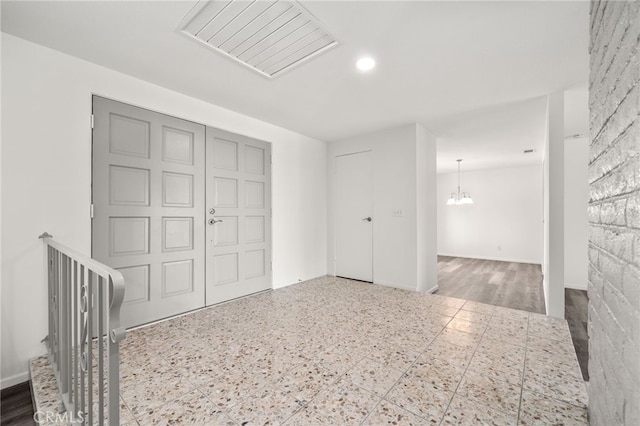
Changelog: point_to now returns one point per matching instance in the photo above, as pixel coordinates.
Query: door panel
(354, 204)
(149, 211)
(238, 233)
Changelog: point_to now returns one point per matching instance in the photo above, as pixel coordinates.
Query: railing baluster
(74, 338)
(82, 340)
(84, 300)
(101, 333)
(90, 326)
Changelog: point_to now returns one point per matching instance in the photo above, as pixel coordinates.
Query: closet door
(354, 211)
(149, 211)
(238, 234)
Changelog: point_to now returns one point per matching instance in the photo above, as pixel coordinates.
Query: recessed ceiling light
(365, 64)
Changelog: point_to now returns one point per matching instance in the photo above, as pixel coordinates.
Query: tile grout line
(524, 368)
(407, 369)
(455, 392)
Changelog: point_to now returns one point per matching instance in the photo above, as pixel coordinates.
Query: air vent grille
(270, 37)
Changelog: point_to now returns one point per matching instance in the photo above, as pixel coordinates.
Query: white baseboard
(575, 286)
(499, 259)
(433, 289)
(7, 382)
(401, 287)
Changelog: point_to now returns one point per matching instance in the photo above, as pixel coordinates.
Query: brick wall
(614, 214)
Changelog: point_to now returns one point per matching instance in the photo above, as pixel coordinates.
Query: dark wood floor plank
(512, 285)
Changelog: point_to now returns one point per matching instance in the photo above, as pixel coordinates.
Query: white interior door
(238, 230)
(354, 221)
(149, 212)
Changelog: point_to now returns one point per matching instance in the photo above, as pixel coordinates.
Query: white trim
(575, 286)
(499, 259)
(7, 382)
(433, 289)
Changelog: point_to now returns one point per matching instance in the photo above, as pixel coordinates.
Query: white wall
(553, 267)
(395, 248)
(505, 221)
(576, 223)
(46, 176)
(426, 199)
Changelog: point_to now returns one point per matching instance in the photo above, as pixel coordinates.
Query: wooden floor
(513, 285)
(508, 284)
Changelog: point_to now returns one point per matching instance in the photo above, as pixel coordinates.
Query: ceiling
(474, 73)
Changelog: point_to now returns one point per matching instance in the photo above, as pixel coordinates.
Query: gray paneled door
(238, 216)
(185, 218)
(149, 211)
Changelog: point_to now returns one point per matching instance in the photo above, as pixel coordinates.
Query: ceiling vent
(268, 36)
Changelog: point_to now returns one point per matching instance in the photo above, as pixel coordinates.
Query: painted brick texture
(614, 214)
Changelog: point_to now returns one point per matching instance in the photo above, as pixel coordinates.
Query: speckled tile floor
(335, 351)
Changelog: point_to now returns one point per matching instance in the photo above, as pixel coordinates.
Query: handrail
(85, 297)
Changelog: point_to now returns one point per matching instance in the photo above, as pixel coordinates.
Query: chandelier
(460, 198)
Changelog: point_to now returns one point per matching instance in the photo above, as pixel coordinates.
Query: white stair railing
(84, 334)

★ ★ ★

• **What is expected**: Transcribe each entry precisely as given, leaving the pictures out.

• **Answer to this task**:
Changelog: point_to now returns one point per matching instance in the photo above, as pixel coordinates.
Query: door panel
(354, 204)
(149, 211)
(238, 233)
Changelog: point_to now returns one point per matching instance in the photo above, as pixel coordinates.
Query: railing baluster
(74, 338)
(82, 340)
(84, 300)
(101, 333)
(90, 326)
Changelog: point_to now returns one point per matching instance in the photo above, as pixel coordinates.
Query: closet door
(354, 211)
(149, 211)
(238, 234)
Changelog: point_to now returns one point per matching instance in the photo above, as pixel coordinates.
Query: recessed ceiling light
(365, 64)
Changelog: point_to now returns one point per matching instance in the photo above, as pixel coordinates.
Query: tile grout line
(524, 368)
(407, 369)
(455, 392)
Changelog: point_to now returns one point per matching instance in the photo above, as pixel coordinates.
Query: air vent grille
(270, 37)
Changelog: point_to now returns one point per matching instance in the photo above, as pixel coordinates.
Query: white baseboard
(575, 286)
(499, 259)
(433, 289)
(7, 382)
(401, 287)
Changelog: point_to now returns one point per matching instance in the photo above, as pixel coordinates.
Query: brick wall
(614, 214)
Changelog: point_to now returns one point per matching instance in the photo above, as pixel coordinates.
Query: dark wood floor plank
(512, 285)
Changelog: point_to now returns one point per matching instance in the photo above, as pixel coordinates.
Query: white interior door
(238, 230)
(354, 221)
(149, 212)
Changelog: point_to now returns one point per matching instance in the photo above, as pixel coordinates.
Query: white trim
(575, 286)
(499, 259)
(7, 382)
(433, 289)
Changelog: point_to now returns one point per matching instance in the photo above, as pixel coordinates.
Query: white wall
(553, 267)
(395, 248)
(505, 221)
(576, 223)
(46, 176)
(426, 199)
Changelog: point_to now returns one point per matching instance in the photo above, as pixel coordinates.
Query: wooden floor
(513, 285)
(508, 284)
Changelog: point_to now returns one point per matching instance in the photo above, as pixel coordinates.
Query: ceiling
(474, 73)
Changelog: point_to now returns one point per matching instance in the photo above, as pixel coordinates.
Query: gray paneled door
(238, 216)
(185, 218)
(149, 211)
Changelog: point_to now returns one point per matching instance in the photo above, as pixel coordinates.
Query: ceiling vent
(268, 36)
Changelog: point_to now returns one point per matching instance in the photo above, as pixel coordinates.
Query: painted brick texture
(614, 214)
Changelog: point_to now returns one point per matching instance in the photo above, as pixel coordinates.
Query: speckled tile floor
(335, 351)
Changelog: point_to now returns one point per matching instance in the photo above, as pixel coordinates.
Query: handrail
(85, 297)
Changelog: point_to now returns one point per matching instance in the photo above, as pixel coordinates.
Query: chandelier
(460, 198)
Changelog: point_to now returns one point per matching instance in the photo above, as pixel coordinates.
Query: white stair railing
(84, 334)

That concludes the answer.